Work request: For each record below, give an exact transcription.

Given information:
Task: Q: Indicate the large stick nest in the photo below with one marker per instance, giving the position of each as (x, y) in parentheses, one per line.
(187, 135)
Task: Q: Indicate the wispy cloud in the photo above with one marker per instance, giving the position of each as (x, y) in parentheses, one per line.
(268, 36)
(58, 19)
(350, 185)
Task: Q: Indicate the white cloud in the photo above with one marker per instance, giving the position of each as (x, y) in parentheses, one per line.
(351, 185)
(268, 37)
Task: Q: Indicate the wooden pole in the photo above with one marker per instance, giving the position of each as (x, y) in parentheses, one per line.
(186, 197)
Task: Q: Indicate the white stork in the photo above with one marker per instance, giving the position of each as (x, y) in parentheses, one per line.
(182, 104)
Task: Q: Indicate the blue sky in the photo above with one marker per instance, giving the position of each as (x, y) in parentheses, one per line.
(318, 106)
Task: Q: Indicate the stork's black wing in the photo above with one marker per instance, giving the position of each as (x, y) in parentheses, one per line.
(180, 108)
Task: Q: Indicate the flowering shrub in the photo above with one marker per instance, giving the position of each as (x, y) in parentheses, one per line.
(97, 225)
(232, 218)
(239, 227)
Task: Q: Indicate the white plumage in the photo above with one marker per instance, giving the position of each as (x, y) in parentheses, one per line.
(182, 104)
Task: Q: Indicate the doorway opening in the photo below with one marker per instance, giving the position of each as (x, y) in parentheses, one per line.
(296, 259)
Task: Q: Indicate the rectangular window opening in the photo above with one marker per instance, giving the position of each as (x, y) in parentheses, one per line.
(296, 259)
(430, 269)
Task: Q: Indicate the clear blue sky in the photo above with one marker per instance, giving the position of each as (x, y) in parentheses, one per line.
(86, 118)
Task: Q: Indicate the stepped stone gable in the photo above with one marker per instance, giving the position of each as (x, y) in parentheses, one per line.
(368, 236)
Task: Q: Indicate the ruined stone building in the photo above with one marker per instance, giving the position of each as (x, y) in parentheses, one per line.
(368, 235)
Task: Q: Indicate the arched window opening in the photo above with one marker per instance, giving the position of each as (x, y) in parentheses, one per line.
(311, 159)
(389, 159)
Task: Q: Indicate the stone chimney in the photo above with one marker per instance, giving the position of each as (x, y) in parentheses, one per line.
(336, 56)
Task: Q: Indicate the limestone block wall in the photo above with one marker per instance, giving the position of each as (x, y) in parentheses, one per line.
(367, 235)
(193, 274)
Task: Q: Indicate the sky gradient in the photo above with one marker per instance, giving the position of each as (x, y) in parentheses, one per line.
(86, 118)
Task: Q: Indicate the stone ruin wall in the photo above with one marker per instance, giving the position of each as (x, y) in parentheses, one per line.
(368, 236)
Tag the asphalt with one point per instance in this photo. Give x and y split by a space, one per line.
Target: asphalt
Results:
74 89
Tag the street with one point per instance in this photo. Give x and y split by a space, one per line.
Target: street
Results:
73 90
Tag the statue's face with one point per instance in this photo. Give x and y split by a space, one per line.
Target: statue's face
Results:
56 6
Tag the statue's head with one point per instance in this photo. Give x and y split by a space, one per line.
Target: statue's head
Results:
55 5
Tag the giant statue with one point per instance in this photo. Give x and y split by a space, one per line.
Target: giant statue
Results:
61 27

Task answer:
Task: Q: Indicate the large stick nest in the photo below with one marker per instance, giving the position of each as (x, y) in parentheses, one per line.
(187, 135)
Task: Q: Indicate the wispy cloud in the photo above with one marker per instance, giving the position of each as (x, y) in parentheses, one per line.
(268, 36)
(58, 19)
(350, 185)
Task: Q: Indicate the white cloud in the photo above with one marker per instance, giving the position of each as (x, y) in parentheses, one per line.
(351, 185)
(268, 37)
Task: Q: Indicate the wooden pole in the photo above with one marker per instance, giving the position of each as (x, y) in parentheses, one per line.
(186, 197)
Task: Q: Indicate the white stork in the photo above with one marker per instance, giving the position of each as (x, y) in parentheses, one per line.
(182, 104)
Task: Q: Indicate the blue sky in the photo above with one marker per instance, giving the position of each as (x, y) in parentheses, one per line.
(318, 106)
Task: Q: Indicate the stork's black wing in the photo above with one marker per instance, giving the position of each as (x, y) in parentheses, one per line.
(180, 108)
Task: Q: Indicate the flowering shrub in the photo above with one marker per instance, giving the position of each as (x, y) in parentheses, one per line.
(97, 225)
(232, 218)
(239, 227)
Task: Q: Indicate the white plumage in the photo above with one marker per instance, giving the position of each as (x, y) in parentheses, one per line.
(182, 104)
Task: Q: Indicate the doorway opening in the photo below with one marker per instance, giving the position of each as (x, y) in parentheses, one per line.
(296, 259)
Task: Q: Indicate the rectangular window opening in the photo above with one marker per instance, giving the position of each as (x, y) in parentheses, one per line.
(296, 259)
(430, 269)
Task: Q: Indicate the clear blue sky in the photo above with one marker per instance, giving the position of each as (x, y) in parentheses, one per line.
(86, 118)
Task: Q: Indicate the stepped stone gable in the photo above with one marker per instance, giving the position of each as (x, y) in parentheses, one per line.
(368, 236)
Task: Q: Indicate the ruined stone building in the photo above with one marker per instance, giving the position of each as (x, y) in parentheses, one per line.
(368, 235)
Task: Q: Indicate the arched window opening in the photo above with one marker per instance, giving the position of each as (x, y) in parentheses, one per line.
(311, 159)
(389, 159)
Task: Q: Indicate the stone chimney in the photo above with one marker per instance, giving the position of each as (x, y) in parentheses, one per line.
(336, 56)
Task: Q: Indicate the limestone block wall in the photo above with one marker per instance, giving the position of each as (x, y) in parentheses, one per line.
(367, 235)
(193, 274)
Task: Q: Indicate the sky gradient in the photo above with one marker per instance, giving the position of each as (x, y) in parentheses, one per line.
(86, 118)
Task: Q: Indicate the stone ruin wall in the photo above with one marker per instance, giving the position of each as (x, y) in parentheses, one per line.
(368, 236)
Tag the asphalt with one point per instance in this photo. Give x and y split by a space, one per line.
Target: asphalt
Results:
74 89
Tag the street with one point per instance in this photo. Give x and y split by a space, one per line.
Target: street
Results:
73 90
Tag the statue's face with one point per instance in this photo. Give x and y split by a space, one per line.
Target: statue's face
Results:
56 6
Tag the statue's head with one point per instance in this photo. Give x and y split by a space, one per line.
Target: statue's head
Results:
55 5
Tag the giant statue with one point per instance in this photo. Give x and y split by a space, one per line.
Target: giant statue
Results:
61 27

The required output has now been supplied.